### Task 1
Answer these from the concert review, one line each:
(a) Who plays Beethoven's 2nd Piano Concerto on 20 February?
(b) How many of the 31 players wore tuxedoes?
(c) What did Gibbons do because there were no program notes?
### Task 2
Write the next part of the concert review, picking up after its final sentence.

### Supplied passage

··········

Gibbons’ fortunate WSO followers learned of further boldness to come – again easier with music requiring smaller orchestras. On 20 February, included will be some Mozart, Beethoven’s 2nd Piano Concerto played by Ian Fountain, and Schubert’s 5th Symphony. On 13 March, Mozart’s Flute & Harp Concert will feature, and there probably will be a third concert on 24 April.
It was tuxedoes for the men (20 of the 31) and Gibbons’ elbow-touch instead of handshake with leader Julian Leaper immediately re-emphasised the cautionary chord of these ongoing times. Gibbons laid out his pruned WSO with ‘stereo’ brass and percussion left and right.
The normal A4 programme brochures reportedly missed their pre-Christmas print deadline, so instead there was a free (optional donation) half-folded A4 list of the performers, the music to be played, a seasonal message of goodwill and a cork-popping front cover. In this absence of programme notes Gibbons introduced each item, engagingly and entertainingly as usual.
Alongside his stories and anecdotes, we learned that for ‘Vienna Blood’ read ‘Vienna Spirit’, and that the Tristch Tratch Polka is about chit chat.

··········

### Data supplied
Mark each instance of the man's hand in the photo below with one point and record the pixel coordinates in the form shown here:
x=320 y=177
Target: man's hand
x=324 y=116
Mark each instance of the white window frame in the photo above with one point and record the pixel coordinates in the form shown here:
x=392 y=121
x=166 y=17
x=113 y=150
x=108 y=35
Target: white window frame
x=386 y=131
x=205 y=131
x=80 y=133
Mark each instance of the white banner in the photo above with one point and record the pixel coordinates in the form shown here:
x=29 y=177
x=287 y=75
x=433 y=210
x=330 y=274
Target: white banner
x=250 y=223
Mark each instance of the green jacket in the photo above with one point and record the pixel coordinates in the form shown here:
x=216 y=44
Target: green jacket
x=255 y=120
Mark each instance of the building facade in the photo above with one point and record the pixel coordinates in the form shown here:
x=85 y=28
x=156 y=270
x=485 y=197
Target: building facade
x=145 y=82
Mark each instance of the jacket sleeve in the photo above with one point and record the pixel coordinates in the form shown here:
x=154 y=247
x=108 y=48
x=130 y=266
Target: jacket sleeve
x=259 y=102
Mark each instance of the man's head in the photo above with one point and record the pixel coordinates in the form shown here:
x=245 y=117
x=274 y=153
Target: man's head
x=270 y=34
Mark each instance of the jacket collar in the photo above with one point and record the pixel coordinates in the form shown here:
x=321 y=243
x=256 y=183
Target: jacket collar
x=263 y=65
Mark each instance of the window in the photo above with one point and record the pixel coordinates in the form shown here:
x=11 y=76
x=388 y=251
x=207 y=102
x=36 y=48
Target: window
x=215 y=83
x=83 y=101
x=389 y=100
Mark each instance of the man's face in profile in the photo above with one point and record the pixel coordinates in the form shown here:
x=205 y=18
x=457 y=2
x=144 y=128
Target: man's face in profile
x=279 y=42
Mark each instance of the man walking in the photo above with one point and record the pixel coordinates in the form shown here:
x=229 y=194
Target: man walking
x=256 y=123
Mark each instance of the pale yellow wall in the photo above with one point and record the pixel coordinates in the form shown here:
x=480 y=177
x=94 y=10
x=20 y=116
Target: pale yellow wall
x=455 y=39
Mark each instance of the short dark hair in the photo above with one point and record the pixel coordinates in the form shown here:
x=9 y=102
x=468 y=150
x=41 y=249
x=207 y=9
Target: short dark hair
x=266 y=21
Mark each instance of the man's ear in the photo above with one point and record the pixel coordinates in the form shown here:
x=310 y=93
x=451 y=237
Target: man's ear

··········

### Exercise response 1
(a) Ian Fountain
(b) 20
(c) He introduced each item himself.

### Exercise response 2
. . . The programme (Johann Strauss II unless stated): New Year’s Galop (Joseph Lanner); Wine, Women and Song waltz, Tritsch Trasch Polka; Gold and Silver waltz (Franz Lehar); Perpetuum Mobile, An Artist’s Life waltz . . . INTERVAL . . . Overture Isabella (Franz Von Suppé), Vienna Blood waltz; Pilsner Tanz (Anton Bruckner, arr Gibbons); Polka from Schwanda The Bagpiper (Jaromir Weinberger); Thunder and Lightning Polka, The Blue Danube waltz; Radetsky March (Johann Strauss I).
There is inherent danger for orchestras on such an easy, relaxed, cosy occasion with a post-Sunday lunch audience readily won-over, that the performance can slither into an afternoon semi-doze. Giving the waltzes their lilt comes easy but giving them swing to bring them alive in true New Year celebration requires a frisson that was rather lacking here in some of the well-trodden pieces.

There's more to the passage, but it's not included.